━━ Data extract ━━

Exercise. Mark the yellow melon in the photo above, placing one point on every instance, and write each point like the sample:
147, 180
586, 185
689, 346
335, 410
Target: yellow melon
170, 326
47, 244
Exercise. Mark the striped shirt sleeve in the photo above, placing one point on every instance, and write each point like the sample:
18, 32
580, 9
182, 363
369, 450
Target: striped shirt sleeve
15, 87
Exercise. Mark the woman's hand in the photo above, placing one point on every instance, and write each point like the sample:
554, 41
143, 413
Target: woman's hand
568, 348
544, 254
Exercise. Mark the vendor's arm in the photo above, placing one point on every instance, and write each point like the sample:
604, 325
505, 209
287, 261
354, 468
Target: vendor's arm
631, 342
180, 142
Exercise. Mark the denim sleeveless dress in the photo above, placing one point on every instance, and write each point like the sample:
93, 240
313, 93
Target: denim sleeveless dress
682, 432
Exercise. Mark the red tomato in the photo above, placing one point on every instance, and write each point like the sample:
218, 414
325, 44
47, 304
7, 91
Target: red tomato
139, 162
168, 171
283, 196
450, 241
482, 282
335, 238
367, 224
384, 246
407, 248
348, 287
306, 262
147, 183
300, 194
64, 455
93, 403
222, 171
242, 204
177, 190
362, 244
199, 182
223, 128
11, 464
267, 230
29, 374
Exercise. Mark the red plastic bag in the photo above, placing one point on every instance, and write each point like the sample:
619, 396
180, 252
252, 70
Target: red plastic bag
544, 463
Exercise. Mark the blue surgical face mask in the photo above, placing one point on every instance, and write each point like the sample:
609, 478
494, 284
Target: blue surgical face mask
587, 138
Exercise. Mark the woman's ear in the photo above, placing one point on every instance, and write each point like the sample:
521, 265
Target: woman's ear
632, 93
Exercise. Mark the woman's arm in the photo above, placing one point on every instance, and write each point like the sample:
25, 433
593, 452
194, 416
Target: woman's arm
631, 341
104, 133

━━━

Rewrite every line of the listing above as a JSON list of strings, one string per line, leaving out any blank lines.

Exercise result:
[
  "Exercise. Mark the yellow melon in the photo above, placing one point on every instance, and write each point like the sample:",
  "147, 180",
  "586, 185",
  "689, 346",
  "335, 410",
  "Target: yellow melon",
  "170, 326",
  "47, 244",
  "Exercise. Mark the striped shirt sleeve in the photo above, placing one point on every instance, and write each point like the sample:",
  "18, 32",
  "580, 9",
  "182, 363",
  "369, 450",
  "Target: striped shirt sleeve",
  "15, 87",
  "Exercise. Mark the woman's hand in the photo above, placing one point on every instance, and write each point like the sample:",
  "554, 41",
  "143, 413",
  "Target: woman's hand",
  "568, 348",
  "544, 254",
  "Exercise. Mark the vendor's arm in the photo above, placing one point on every instance, and write each point like the sample:",
  "604, 325",
  "505, 209",
  "287, 261",
  "354, 468",
  "Target: vendor's arm",
  "631, 342",
  "180, 142",
  "Exercise. Mark the denim sleeveless dress in the photo above, placing one point on every instance, and write each point like the sample:",
  "93, 240",
  "313, 93",
  "Target: denim sleeveless dress",
  "682, 432",
  "Exercise. Mark the red tomato in the photo above, placing one point on every instance, and write each point like the sample:",
  "218, 414",
  "325, 44",
  "47, 304",
  "7, 91",
  "Target: red tomato",
  "139, 162",
  "168, 171",
  "283, 196",
  "450, 241",
  "482, 282",
  "335, 238",
  "367, 224",
  "384, 246",
  "407, 248",
  "348, 287",
  "306, 262",
  "147, 183",
  "300, 194",
  "64, 455",
  "93, 403",
  "222, 171",
  "242, 204",
  "177, 190",
  "362, 244",
  "199, 182",
  "223, 128",
  "11, 464",
  "267, 230",
  "29, 374",
  "Exercise. Mark the red plastic bag in the photo above, placing one point on every instance, and write each point like the sample:",
  "619, 396",
  "180, 252",
  "252, 70",
  "Target: red plastic bag",
  "544, 463",
  "Exercise. Mark the blue surgical face mask in the photo above, placing one point on every instance, and write each point like the sample:",
  "609, 478",
  "494, 284",
  "Target: blue surgical face mask",
  "587, 138",
  "Exercise. Mark the woman's ear in the photo above, placing one point on every instance, and write each point like the sample:",
  "521, 265",
  "Target: woman's ear",
  "632, 93",
  "Exercise. Mark the woman's arm in the photo above, placing one point on every instance, and write each point like the sample:",
  "25, 433",
  "593, 452",
  "194, 416",
  "Target: woman's arm",
  "631, 341",
  "104, 133"
]